_Texto de la página_:
========

La historia lleva días circulando y apenas recibe atención en los medios y en los discursos de los políticos. Simple y sencillamente es como si ya nos hubiéramos acostumbrado a este paisaje del terror. Cuarenta y dos personas muertas – con sus familias buscándolos quién sabe desde hace cuánto – no es un tema que paralice al país.
Lo mismo pasa en otras canchas. Basta recordar lo que sucede con el Instituto Federal Electoral, una institución que nos cuesta cada año miles de millones y que es el fruto de años de lucha por la democracia. Hoy el IFE opera en su Consejo General con sólo cuatro de sus nueve miembros por la negligencia de los diputados y nadie parece tener problema con ello. Nadie tiene prisa.
Una tercera estampa para rematar. Hace unos meses, los legisladores se autoimpusieron un plazo para aprobar las leyes secundarias en telecomunicaciones. Hoy la expectativa de los especialistas es que no se cumplirá con esa obligación. ¿Qué sanciones recibirán? Ninguna.
Porque esa es la constante en nuestra vida política. Nada importa porque nada tiene consecuencias. A una persona le pueden sembrar una maleta de droga en el aeropuerto y no provoca una revisión a fondo de todo el sistema; una mujer puede parir en el jardín de una clínica en Oaxaca y el debate sólo da para un par de semanas, después todo queda en el olvido, en una anécdota más.
Esa es la tragedia. Que en vez de construir un efectivo sistema de rendición de cuentas, sólo tenemos una sociedad de escándalos. Una tras otra las historias irrumpen en la agenda –la riqueza de Elba Esther, la corrupción de los ex gobernadores o la entrega de recursos públicos a los maestros a discreción– sin que en el fondo nada cambie. Porque al final todo se presenta como hechos aislados y no como expresiones de problemas generalizados.

========

_Material proporcionado_:
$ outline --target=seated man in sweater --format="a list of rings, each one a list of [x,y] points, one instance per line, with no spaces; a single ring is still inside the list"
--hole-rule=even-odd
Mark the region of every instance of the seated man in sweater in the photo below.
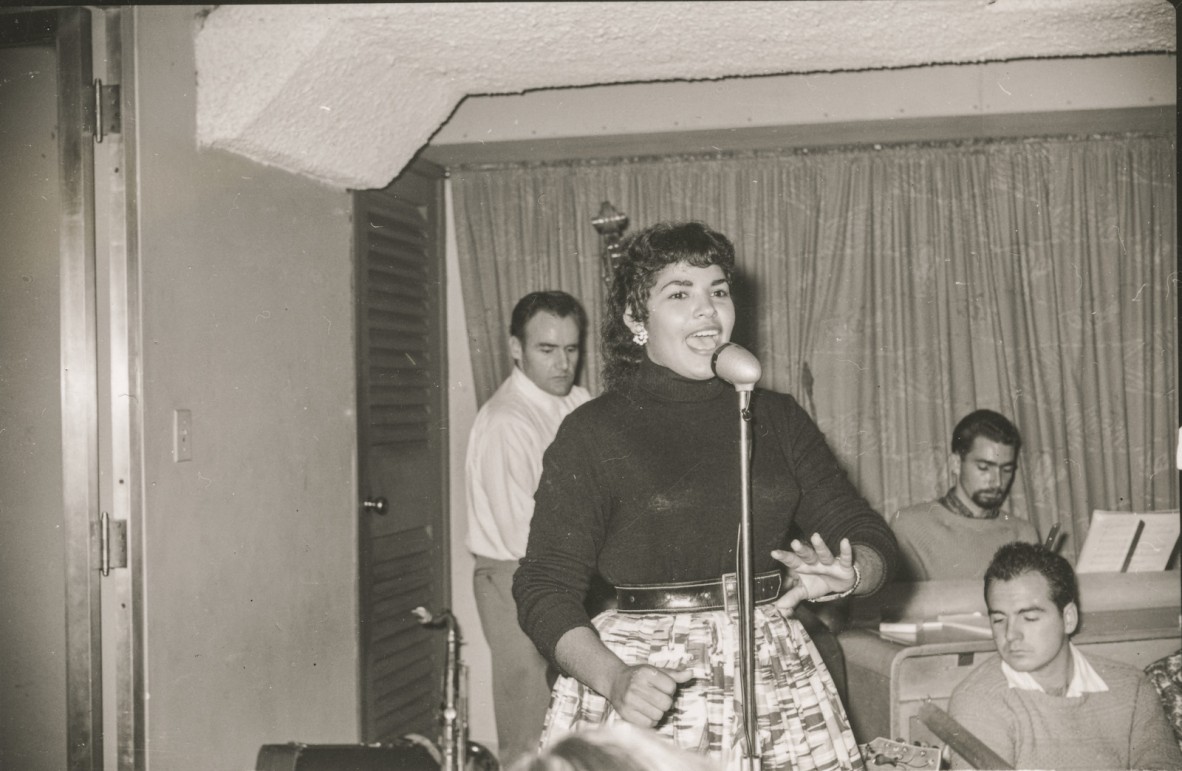
[[[948,712],[1015,769],[1180,769],[1182,751],[1152,683],[1084,657],[1076,574],[1033,544],[998,550],[985,574],[998,656],[956,686]],[[972,767],[953,753],[952,767]]]
[[[952,446],[952,488],[890,520],[903,557],[896,581],[976,579],[998,546],[1038,543],[1032,524],[1001,511],[1022,446],[1014,425],[992,409],[972,412],[956,423]]]

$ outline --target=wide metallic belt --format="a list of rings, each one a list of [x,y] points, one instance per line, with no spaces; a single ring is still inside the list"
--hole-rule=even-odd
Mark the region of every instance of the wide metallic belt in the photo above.
[[[782,578],[779,570],[754,576],[756,605],[780,596]],[[684,581],[670,584],[616,587],[616,610],[619,613],[681,613],[688,610],[732,610],[739,607],[738,578],[733,572],[713,581]]]

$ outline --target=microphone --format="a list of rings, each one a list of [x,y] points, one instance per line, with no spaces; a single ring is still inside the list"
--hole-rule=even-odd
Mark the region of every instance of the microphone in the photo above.
[[[755,355],[738,343],[723,343],[710,358],[710,369],[720,378],[735,387],[736,391],[749,391],[764,376]]]

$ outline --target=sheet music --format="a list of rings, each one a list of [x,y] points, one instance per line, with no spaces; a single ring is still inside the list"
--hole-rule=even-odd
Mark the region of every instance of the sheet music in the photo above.
[[[1165,570],[1178,539],[1177,510],[1092,512],[1076,572]]]

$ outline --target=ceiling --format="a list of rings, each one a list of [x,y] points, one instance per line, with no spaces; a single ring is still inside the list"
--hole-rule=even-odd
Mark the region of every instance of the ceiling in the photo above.
[[[1175,50],[1167,0],[226,5],[197,142],[381,188],[469,95]]]

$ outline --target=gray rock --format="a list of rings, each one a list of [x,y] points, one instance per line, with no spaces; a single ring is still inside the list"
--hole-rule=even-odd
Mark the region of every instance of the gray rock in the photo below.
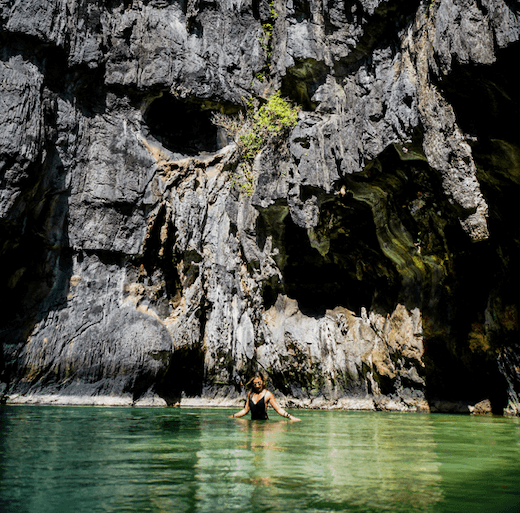
[[[24,0],[0,30],[2,395],[229,405],[262,369],[291,406],[518,414],[513,4]],[[278,89],[248,195],[211,113]]]

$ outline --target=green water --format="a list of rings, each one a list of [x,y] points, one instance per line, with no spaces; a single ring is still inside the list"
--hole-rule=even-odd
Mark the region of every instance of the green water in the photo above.
[[[0,407],[0,512],[520,511],[519,419],[230,413]]]

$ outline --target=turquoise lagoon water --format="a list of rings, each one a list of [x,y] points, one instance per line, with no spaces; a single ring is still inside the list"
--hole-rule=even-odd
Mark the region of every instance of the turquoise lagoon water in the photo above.
[[[520,419],[231,413],[2,406],[0,511],[520,512]]]

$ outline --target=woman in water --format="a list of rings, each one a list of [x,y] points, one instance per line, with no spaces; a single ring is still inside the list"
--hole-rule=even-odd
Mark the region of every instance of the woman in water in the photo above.
[[[253,389],[247,394],[246,405],[238,413],[233,414],[233,418],[243,417],[251,411],[251,420],[267,420],[267,406],[271,405],[278,415],[289,420],[300,420],[286,412],[276,402],[274,395],[265,388],[265,380],[260,372],[255,372],[253,377]]]

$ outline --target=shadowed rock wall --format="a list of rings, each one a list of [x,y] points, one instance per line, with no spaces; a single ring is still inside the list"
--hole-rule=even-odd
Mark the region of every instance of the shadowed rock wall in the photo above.
[[[3,393],[518,414],[518,8],[0,2]]]

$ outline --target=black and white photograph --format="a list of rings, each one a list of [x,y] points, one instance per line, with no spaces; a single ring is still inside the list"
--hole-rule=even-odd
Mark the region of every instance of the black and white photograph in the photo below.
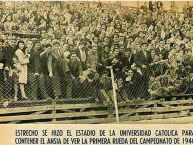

========

_Lista de tareas_:
**1.** Transcriba del texto de la página el fragmento que va desde "Lo mismo pasa" hasta "sanciones recibirán? Ninguna.", ambos incluidos.
**2.** Según el texto de la página, ¿con cuántos miembros opera hoy el Consejo General del IFE?

_Respuestas esperadas_:
**1.**
Lo mismo pasa en otras canchas. Basta recordar lo que sucede con el Instituto Federal Electoral, una institución que nos cuesta cada año miles de millones y que es el fruto de años de lucha por la democracia. Hoy el IFE opera en su Consejo General con sólo cuatro de sus nueve miembros por la negligencia de los diputados y nadie parece tener problema con ello. Nadie tiene prisa.
Una tercera estampa para rematar. Hace unos meses, los legisladores se autoimpusieron un plazo para aprobar las leyes secundarias en telecomunicaciones. Hoy la expectativa de los especialistas es que no se cumplirá con esa obligación. ¿Qué sanciones recibirán? Ninguna.

**2.** Con sólo cuatro de sus nueve miembros.